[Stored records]
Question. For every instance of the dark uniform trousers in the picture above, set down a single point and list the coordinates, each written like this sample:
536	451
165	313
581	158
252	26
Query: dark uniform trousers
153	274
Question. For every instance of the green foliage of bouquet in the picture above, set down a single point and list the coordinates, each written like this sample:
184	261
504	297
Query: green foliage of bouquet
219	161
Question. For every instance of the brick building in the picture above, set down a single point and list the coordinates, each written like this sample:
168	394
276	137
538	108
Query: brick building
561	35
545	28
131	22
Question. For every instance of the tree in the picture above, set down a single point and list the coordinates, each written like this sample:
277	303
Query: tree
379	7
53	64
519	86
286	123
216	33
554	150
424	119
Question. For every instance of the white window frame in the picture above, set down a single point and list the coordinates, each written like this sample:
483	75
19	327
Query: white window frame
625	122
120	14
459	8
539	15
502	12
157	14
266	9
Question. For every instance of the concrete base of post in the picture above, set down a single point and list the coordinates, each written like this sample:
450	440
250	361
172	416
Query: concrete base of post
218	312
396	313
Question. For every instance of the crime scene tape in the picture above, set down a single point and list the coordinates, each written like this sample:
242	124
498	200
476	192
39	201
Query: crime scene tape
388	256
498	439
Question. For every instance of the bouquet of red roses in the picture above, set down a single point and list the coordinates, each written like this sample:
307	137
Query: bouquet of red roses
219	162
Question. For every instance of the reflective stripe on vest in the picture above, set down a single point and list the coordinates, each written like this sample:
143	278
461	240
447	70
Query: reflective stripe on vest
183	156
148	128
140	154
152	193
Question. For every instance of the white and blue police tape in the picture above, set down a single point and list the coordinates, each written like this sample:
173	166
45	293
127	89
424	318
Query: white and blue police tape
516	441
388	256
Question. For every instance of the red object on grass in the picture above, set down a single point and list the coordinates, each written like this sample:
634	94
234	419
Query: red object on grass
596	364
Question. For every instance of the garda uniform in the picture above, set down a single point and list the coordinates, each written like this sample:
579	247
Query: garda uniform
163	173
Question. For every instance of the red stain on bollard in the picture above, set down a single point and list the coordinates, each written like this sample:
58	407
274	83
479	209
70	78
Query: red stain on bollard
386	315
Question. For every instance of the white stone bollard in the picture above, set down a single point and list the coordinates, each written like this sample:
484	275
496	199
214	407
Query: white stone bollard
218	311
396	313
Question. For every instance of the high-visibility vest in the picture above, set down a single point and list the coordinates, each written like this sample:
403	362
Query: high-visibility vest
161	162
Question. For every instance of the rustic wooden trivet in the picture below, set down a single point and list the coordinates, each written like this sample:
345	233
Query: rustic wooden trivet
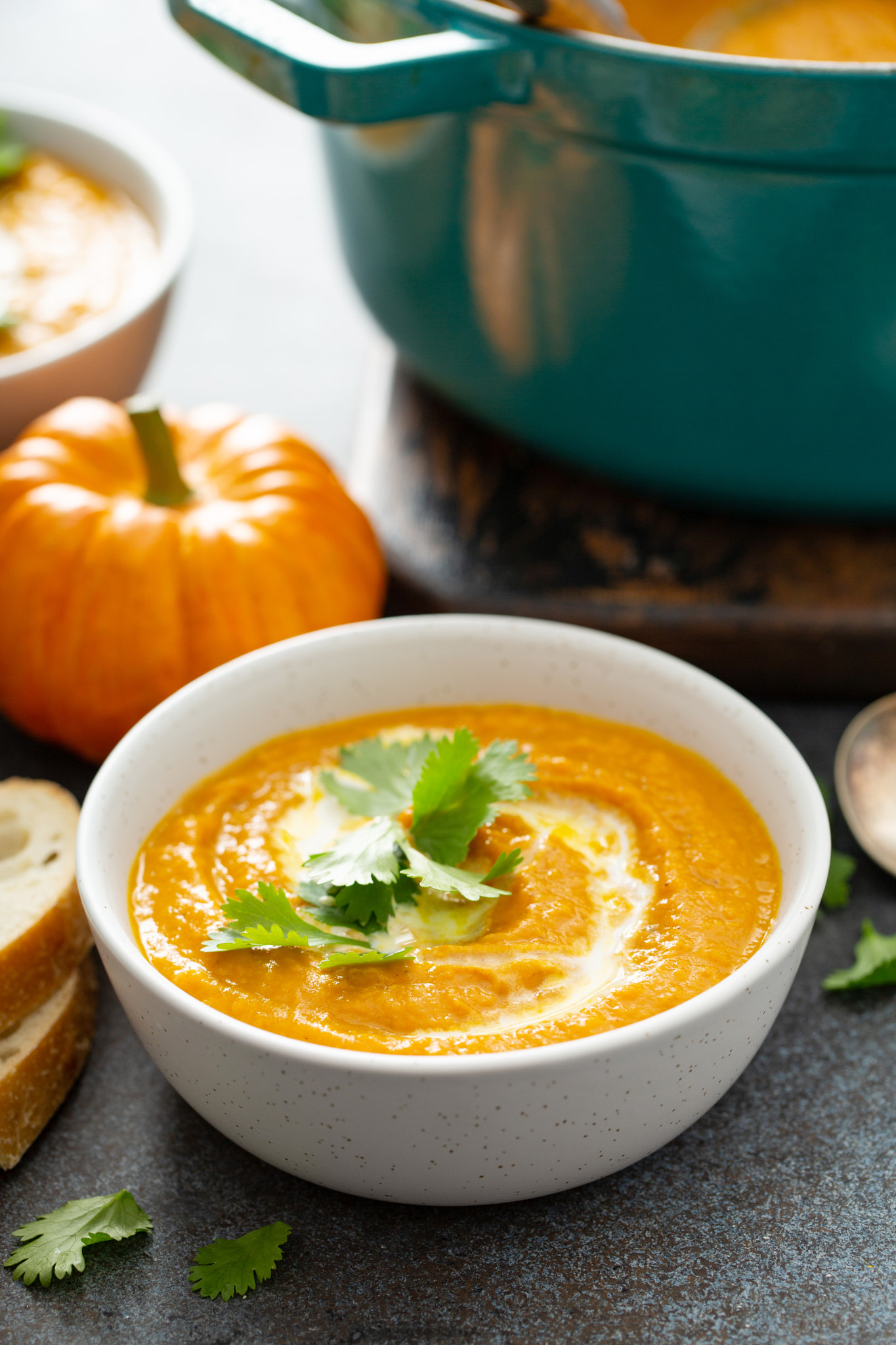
475	522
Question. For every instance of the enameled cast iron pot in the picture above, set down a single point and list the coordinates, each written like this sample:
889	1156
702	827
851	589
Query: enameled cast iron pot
675	267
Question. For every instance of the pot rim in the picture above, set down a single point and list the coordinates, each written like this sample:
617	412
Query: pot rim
788	931
484	11
174	231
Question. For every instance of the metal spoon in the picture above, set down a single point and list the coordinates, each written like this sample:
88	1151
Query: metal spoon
865	780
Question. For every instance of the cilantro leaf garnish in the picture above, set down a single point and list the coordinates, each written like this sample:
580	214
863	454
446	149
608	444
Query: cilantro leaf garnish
359	957
232	1265
445	877
875	963
505	770
12	152
837	888
54	1243
363	856
391	770
264	921
456	794
355	888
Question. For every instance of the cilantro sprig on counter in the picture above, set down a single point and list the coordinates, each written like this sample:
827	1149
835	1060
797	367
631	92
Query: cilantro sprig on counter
54	1243
232	1265
448	787
875	963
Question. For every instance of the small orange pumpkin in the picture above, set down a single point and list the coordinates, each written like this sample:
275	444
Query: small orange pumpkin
123	579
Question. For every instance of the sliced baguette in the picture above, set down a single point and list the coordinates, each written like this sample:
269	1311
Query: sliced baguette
41	1057
43	930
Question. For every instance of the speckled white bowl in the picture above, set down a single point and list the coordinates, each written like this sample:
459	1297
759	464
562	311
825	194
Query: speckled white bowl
473	1129
108	355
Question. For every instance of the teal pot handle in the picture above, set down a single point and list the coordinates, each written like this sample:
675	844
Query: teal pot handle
350	81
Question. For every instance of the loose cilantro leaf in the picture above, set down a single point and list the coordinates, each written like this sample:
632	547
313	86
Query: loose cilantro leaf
875	963
54	1243
444	877
360	957
264	921
390	768
230	1265
837	888
360	857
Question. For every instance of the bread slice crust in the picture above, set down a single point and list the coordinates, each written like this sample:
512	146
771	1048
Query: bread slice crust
45	934
41	1057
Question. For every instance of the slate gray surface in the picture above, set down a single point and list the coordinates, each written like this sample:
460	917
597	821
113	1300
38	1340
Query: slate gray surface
770	1220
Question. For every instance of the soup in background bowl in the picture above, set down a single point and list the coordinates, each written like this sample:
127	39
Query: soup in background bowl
78	340
450	1128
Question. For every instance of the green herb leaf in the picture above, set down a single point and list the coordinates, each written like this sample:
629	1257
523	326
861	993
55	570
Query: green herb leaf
505	770
449	803
456	794
265	921
390	768
507	861
360	957
55	1242
362	906
12	158
362	856
366	904
444	877
837	888
232	1265
875	963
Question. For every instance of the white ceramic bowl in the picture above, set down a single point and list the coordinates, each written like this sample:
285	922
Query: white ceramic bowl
108	355
471	1129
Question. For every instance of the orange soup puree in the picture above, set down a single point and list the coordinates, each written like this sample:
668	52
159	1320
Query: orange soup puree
647	879
786	30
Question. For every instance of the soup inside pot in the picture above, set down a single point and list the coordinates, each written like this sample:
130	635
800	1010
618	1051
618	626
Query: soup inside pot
789	30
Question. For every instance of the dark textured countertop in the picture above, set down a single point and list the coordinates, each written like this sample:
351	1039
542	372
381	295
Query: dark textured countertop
769	1220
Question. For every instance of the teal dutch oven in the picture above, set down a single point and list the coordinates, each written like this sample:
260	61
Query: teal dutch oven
672	267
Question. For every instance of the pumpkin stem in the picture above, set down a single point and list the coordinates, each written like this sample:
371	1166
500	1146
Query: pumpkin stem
165	485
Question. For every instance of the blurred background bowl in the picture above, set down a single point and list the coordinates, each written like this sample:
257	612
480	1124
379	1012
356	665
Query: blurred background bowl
106	355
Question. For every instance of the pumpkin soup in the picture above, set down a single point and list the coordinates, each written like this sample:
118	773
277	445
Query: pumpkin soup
613	875
785	30
70	249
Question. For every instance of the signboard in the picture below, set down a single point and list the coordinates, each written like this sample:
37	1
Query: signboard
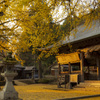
66	58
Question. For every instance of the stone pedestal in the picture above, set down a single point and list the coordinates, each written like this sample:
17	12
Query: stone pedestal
9	92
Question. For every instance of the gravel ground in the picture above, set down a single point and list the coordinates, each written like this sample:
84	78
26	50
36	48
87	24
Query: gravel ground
50	92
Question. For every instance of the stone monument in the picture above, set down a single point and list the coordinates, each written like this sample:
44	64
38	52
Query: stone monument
9	92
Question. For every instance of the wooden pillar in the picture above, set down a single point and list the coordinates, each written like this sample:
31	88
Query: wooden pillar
59	68
82	66
98	68
69	67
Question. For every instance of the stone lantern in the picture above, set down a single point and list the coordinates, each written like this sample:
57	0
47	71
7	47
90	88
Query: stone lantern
9	92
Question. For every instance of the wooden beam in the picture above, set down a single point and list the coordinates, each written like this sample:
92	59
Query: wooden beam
82	66
98	68
69	68
59	68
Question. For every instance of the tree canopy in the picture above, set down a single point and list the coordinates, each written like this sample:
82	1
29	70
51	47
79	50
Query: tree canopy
26	24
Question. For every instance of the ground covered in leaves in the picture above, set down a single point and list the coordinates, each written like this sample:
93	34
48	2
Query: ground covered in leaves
51	92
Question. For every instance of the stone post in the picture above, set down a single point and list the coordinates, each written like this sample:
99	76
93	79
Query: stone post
8	92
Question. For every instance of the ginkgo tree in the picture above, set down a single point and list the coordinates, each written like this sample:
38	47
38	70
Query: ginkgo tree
36	23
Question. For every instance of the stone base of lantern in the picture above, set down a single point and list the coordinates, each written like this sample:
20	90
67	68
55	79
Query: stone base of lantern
9	92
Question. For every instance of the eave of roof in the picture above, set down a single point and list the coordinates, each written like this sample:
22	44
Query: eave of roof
82	33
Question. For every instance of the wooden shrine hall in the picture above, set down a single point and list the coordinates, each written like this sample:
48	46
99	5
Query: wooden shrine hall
81	61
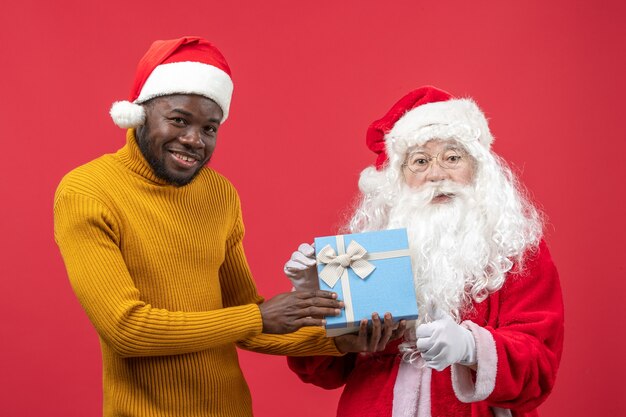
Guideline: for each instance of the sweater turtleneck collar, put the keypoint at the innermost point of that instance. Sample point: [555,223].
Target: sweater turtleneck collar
[130,155]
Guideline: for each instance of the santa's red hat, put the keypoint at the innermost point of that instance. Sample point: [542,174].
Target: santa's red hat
[424,114]
[188,65]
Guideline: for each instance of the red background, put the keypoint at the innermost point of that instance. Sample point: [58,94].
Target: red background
[309,77]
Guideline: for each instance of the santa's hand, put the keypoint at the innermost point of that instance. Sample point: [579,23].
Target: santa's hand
[443,342]
[301,268]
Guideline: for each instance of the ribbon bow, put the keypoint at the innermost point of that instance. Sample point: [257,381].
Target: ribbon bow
[355,258]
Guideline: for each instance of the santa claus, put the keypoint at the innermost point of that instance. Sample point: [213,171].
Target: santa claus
[489,337]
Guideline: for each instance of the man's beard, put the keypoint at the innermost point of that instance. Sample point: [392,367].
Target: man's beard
[157,165]
[448,242]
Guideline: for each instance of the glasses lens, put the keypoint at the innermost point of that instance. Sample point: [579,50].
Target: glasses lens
[418,162]
[450,158]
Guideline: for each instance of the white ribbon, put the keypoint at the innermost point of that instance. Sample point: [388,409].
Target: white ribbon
[355,257]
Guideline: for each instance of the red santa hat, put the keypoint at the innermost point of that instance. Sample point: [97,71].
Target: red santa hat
[424,114]
[188,65]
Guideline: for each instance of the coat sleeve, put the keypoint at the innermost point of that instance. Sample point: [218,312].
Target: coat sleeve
[519,351]
[323,371]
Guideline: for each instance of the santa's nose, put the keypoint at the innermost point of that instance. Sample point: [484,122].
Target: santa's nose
[435,172]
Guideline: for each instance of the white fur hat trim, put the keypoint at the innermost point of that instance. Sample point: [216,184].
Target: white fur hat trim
[127,115]
[459,119]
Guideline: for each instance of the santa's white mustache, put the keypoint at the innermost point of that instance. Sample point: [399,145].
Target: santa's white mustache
[429,191]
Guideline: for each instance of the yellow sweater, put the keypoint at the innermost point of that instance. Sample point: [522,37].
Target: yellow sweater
[162,275]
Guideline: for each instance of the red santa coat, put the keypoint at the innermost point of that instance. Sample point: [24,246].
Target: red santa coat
[519,341]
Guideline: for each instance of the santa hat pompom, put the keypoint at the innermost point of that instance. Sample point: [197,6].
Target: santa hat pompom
[372,180]
[127,115]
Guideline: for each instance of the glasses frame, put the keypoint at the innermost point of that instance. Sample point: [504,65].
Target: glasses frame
[461,154]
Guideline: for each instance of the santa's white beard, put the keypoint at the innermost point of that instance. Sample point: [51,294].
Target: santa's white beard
[449,244]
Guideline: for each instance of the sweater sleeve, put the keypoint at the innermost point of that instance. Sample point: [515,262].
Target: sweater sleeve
[88,235]
[238,288]
[518,357]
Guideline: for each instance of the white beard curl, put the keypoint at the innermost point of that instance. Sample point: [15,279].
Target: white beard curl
[462,250]
[449,251]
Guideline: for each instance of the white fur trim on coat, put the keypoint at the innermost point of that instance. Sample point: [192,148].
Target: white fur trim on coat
[465,389]
[459,119]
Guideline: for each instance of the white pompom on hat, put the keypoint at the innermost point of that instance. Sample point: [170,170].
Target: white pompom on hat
[188,65]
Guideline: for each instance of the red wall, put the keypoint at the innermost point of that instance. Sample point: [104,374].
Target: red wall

▸ Task description
Give the count of lines in the records above that hold the string "wall", and only that count.

▸ Exercise response
2